For those of you still interested in keeping up-to-date on Fog Creek Copilot, we'll be starting up a new blog at http://www.copilot.com/blog/ in a couple of days.

I suppose that end's this intern broadcast, thanks for reading!

Hasta la vista.

Friday, August 19, 2005 posted by Michael Lehenbauer

It seems the summer has come to an end. I'm sitting in the airport right now, waiting for my flight back to Indy. And in two weeks, classes start back up at Rose-Hulman. I've had a great summer. It's amazing how much has happened in the past 10 weeks. There are definitely some things I'm going to miss...
  • Ben, Tyler, and Yaron. It was a pleasure working with them and we definitely had some good times.
  • The documentary filmmaker formerly known as Lerone. I never really got the hang of being interviewed, but he put up with me anyway and it really was fun and interesting to be in a documentary.
  • Fog Creek! The people, the fun trips, the awesome computer, the free lunches, COPILOT!!!... It was all great.
  • Public transportation! Subways are cool.
  • Excellent food within short walking distance of anywhere you happen to be. (I'll definitely miss this when I'm back at school)
  • Entertainment (broadway shows, comedy clubs, random people doing random things in random places, ...)
There are also some things that I think I'll somehow manage not to miss:
  • The noise!!!
  • Having unknown substances drip down on me while I'm walking down the street. It's amazing how often this happens. Hopefully it's just dripping air conditioning units, but it's hard to be sure.
  • Elevators (I hate all the waiting).
  • Crazy cab drivers.
  • The lack of grass and trees and chirping birds.
  • Prices (and sales tax!).

I seem to have mixed feelings about New York, but I have a feeling I'm not leaving it behind forever. In any case, it's definitely been a great summer. I couldn't have asked for much more from an internship and while I'm looking forward to going home, I'm definitely a bit sad to leave. I owe a big thanks to Joel, Michael, Liz, and the rest of the Fog Creek gang.

I guess that's it. Farewell and thanks for reading!

------------------------------

> **Required action**:
Translate the sentence "It's amazing how much has happened in the past 10 weeks." from the internship farewell post into Spanish.

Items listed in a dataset
------------------------------

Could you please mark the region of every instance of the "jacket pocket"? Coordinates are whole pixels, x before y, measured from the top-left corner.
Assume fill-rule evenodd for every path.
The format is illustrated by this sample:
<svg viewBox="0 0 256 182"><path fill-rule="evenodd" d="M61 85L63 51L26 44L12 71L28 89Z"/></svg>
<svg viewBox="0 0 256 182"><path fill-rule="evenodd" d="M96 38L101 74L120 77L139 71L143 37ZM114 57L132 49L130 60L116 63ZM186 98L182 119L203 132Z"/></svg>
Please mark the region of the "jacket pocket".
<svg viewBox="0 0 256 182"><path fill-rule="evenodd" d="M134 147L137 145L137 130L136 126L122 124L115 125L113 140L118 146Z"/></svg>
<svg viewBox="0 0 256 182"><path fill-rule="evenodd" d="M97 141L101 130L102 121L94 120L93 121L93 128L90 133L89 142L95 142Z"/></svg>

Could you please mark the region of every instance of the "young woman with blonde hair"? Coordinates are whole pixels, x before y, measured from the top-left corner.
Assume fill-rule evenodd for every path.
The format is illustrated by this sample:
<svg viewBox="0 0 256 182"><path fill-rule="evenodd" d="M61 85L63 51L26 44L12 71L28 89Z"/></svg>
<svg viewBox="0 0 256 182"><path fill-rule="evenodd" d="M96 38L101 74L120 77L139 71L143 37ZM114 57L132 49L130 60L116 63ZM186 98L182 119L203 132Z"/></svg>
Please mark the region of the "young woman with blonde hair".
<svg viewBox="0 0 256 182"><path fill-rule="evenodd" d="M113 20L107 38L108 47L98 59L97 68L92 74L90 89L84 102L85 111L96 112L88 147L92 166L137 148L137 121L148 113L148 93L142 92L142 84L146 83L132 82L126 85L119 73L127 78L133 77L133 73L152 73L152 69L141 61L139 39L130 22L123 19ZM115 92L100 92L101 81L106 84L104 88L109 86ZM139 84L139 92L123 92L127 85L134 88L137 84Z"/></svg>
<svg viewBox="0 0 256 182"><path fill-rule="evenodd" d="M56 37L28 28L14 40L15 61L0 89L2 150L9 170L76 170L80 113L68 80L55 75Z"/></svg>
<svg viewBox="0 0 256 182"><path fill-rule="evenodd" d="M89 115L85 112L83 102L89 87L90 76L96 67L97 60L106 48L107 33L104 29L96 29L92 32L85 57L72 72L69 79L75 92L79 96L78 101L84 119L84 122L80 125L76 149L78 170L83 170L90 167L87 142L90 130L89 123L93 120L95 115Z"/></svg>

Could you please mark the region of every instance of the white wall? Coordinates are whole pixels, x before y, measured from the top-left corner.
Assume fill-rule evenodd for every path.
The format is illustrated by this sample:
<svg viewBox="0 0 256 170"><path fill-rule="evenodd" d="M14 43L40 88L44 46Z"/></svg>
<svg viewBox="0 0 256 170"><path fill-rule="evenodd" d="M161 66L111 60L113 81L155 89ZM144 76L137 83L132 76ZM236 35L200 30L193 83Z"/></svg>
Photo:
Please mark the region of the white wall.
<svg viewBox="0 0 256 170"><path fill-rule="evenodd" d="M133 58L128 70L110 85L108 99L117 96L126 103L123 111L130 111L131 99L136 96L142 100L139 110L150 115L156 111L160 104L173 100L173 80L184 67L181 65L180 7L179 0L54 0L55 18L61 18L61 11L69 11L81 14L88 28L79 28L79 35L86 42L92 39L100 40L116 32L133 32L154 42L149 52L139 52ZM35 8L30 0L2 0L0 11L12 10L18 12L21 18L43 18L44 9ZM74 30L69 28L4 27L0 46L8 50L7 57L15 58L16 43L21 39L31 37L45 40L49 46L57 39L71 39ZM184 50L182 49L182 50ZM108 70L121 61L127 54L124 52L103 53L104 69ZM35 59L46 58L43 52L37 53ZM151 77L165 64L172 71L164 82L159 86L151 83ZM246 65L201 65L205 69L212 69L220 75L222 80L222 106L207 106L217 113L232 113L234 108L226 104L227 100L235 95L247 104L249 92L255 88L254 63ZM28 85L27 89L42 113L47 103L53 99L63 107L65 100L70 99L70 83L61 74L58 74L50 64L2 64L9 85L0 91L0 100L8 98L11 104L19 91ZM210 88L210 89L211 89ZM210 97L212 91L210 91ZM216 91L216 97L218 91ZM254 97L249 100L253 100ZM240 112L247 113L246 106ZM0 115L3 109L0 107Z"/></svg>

------------------------------

> **Result of the task**:
Es increíble cuánto ha pasado en las últimas 10 semanas.